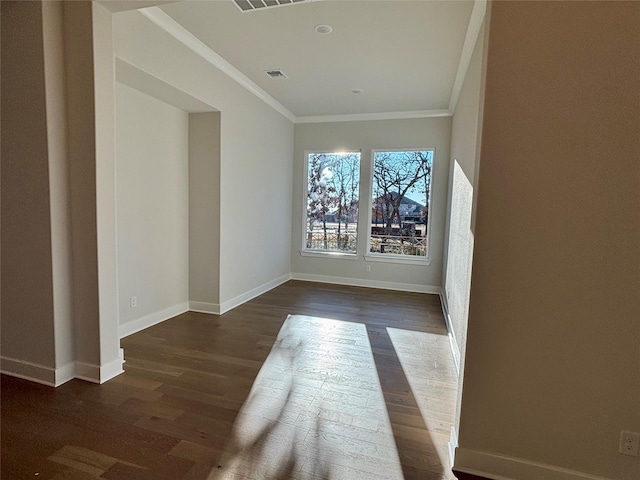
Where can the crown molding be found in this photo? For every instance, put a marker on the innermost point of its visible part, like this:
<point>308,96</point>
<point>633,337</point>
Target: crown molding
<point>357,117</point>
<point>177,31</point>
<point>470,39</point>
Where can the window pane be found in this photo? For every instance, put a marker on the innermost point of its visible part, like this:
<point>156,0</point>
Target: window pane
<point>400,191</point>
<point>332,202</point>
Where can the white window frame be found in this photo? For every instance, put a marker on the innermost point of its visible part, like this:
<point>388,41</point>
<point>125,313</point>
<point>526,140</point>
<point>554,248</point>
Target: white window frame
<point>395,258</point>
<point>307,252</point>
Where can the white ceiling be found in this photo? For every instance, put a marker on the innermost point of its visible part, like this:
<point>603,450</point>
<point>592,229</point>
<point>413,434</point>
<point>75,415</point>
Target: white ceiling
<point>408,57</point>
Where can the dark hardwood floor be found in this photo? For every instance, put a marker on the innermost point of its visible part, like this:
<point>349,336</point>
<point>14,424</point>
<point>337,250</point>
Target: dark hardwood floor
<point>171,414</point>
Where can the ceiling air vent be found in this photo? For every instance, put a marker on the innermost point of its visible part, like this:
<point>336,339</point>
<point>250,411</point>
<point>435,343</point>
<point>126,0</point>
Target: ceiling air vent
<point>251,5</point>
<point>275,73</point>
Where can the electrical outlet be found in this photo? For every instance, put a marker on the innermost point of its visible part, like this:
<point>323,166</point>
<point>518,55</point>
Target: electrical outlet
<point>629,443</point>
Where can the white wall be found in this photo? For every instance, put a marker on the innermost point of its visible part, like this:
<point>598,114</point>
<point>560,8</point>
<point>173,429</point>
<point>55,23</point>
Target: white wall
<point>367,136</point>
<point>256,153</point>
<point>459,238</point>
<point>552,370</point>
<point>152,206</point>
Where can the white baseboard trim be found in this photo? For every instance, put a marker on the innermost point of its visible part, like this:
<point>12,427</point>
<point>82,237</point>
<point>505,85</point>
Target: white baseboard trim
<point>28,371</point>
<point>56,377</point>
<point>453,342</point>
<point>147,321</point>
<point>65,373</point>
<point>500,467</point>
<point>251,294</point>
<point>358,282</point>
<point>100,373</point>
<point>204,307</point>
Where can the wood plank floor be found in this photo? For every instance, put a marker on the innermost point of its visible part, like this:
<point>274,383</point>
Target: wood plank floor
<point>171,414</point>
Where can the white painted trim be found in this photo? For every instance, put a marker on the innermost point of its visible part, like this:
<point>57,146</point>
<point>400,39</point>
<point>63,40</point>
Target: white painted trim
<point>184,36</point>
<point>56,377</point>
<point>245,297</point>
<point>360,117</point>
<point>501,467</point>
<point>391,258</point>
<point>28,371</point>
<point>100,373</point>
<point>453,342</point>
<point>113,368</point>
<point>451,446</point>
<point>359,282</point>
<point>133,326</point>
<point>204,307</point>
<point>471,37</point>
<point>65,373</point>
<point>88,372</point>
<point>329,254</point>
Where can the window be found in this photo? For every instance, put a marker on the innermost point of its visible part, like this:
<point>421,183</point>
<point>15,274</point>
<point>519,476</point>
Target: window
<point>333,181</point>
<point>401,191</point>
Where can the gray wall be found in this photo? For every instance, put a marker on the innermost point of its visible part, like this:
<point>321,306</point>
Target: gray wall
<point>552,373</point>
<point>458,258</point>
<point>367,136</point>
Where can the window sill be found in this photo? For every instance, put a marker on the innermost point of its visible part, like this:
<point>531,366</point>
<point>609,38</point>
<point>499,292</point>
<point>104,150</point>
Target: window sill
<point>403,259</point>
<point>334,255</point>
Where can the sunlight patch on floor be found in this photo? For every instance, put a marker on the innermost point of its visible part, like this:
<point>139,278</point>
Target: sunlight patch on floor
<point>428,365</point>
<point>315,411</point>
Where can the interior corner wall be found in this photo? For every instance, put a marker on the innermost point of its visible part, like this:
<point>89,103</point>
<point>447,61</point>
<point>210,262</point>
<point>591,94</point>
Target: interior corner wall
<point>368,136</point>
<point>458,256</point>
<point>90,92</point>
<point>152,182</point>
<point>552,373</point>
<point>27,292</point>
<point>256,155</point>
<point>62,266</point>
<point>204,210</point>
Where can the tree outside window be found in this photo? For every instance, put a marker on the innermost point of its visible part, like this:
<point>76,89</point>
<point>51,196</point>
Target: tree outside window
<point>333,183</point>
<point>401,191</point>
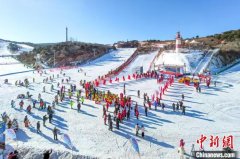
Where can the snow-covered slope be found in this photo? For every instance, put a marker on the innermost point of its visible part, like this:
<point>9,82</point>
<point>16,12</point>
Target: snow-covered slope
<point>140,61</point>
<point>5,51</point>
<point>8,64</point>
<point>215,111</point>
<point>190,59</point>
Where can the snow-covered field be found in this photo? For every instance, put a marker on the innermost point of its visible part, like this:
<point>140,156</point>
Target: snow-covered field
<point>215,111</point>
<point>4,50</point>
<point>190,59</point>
-- -- --
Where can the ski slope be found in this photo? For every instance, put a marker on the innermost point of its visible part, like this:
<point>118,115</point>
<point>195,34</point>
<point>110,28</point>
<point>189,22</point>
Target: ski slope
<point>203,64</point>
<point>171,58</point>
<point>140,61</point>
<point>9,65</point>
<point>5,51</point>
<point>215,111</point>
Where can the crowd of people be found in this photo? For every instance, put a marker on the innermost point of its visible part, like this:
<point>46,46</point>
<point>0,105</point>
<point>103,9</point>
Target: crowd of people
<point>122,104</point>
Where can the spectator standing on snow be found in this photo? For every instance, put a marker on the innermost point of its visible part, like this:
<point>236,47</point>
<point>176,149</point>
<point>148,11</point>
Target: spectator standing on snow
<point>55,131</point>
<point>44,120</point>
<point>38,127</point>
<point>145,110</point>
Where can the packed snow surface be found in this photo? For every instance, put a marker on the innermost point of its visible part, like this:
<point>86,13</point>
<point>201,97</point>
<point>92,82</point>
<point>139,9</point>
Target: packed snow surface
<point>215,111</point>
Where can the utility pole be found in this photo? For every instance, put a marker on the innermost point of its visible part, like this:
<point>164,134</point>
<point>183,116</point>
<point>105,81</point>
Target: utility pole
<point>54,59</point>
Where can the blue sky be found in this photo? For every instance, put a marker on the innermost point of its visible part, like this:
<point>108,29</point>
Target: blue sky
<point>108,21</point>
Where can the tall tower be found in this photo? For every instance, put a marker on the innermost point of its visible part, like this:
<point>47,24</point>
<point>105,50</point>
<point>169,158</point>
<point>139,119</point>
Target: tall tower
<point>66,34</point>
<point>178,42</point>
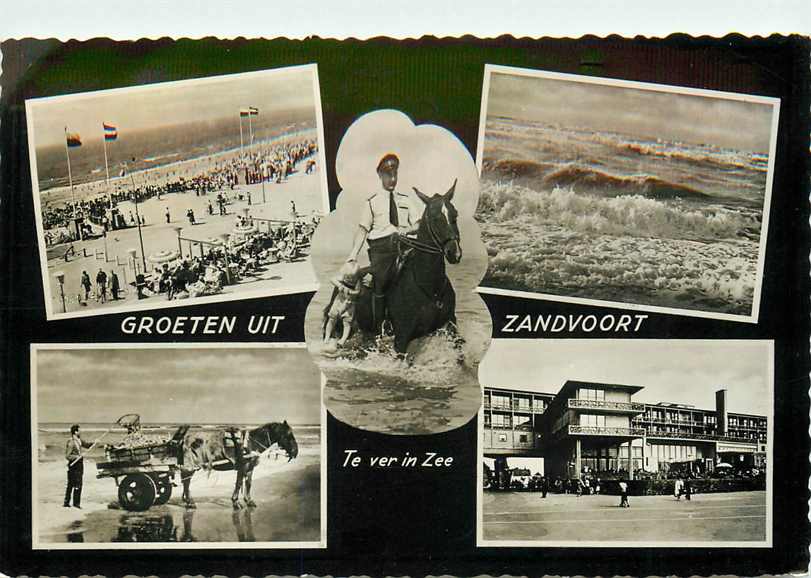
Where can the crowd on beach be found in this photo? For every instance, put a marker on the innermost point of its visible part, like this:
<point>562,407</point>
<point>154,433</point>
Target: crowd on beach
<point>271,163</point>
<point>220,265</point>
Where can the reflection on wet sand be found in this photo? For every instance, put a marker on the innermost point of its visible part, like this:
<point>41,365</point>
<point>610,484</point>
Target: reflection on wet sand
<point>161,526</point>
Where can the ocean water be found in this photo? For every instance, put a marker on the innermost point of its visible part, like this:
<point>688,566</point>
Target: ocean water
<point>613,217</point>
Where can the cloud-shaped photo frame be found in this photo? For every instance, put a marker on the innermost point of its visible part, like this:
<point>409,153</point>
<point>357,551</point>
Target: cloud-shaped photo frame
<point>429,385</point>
-- -- --
**Challenge:** Rewrite the data from the line that has "Where can the window pane" through the line that has "<point>629,443</point>", replacing "marker" with "dot" and changing nothing else.

**Finished task:**
Where can the window pane be found in this photo? For every instance, put a dot on the innermost point of its visible part, like this:
<point>156,0</point>
Target: window pane
<point>400,191</point>
<point>332,202</point>
Where can the white window frame be found in this photo? For every instance, put a dot on the innermost point of its visible part, like this:
<point>388,41</point>
<point>125,313</point>
<point>526,140</point>
<point>554,248</point>
Target: white window frame
<point>395,258</point>
<point>307,252</point>
Where can the white ceiling be found in this photo? For every instance, put a dot on the innermost point of its visible part, like this:
<point>603,450</point>
<point>592,229</point>
<point>413,434</point>
<point>75,415</point>
Target: white ceiling
<point>408,57</point>
Where can the dark hardwood floor be found in this photo? For every instance, put a dot on the innermost point of its visible part, like this:
<point>349,336</point>
<point>14,424</point>
<point>337,250</point>
Target: dark hardwood floor
<point>171,414</point>
Where can the ceiling air vent be found in this photo? For every instance, put a dot on the innermost point of its visible part, like this:
<point>336,339</point>
<point>250,411</point>
<point>435,343</point>
<point>126,0</point>
Target: ceiling air vent
<point>251,5</point>
<point>275,73</point>
Where can the electrical outlet be found in this photo? For every instance, put a dot on the innermost point of its visible part, like this:
<point>323,166</point>
<point>518,55</point>
Target: electrical outlet
<point>629,443</point>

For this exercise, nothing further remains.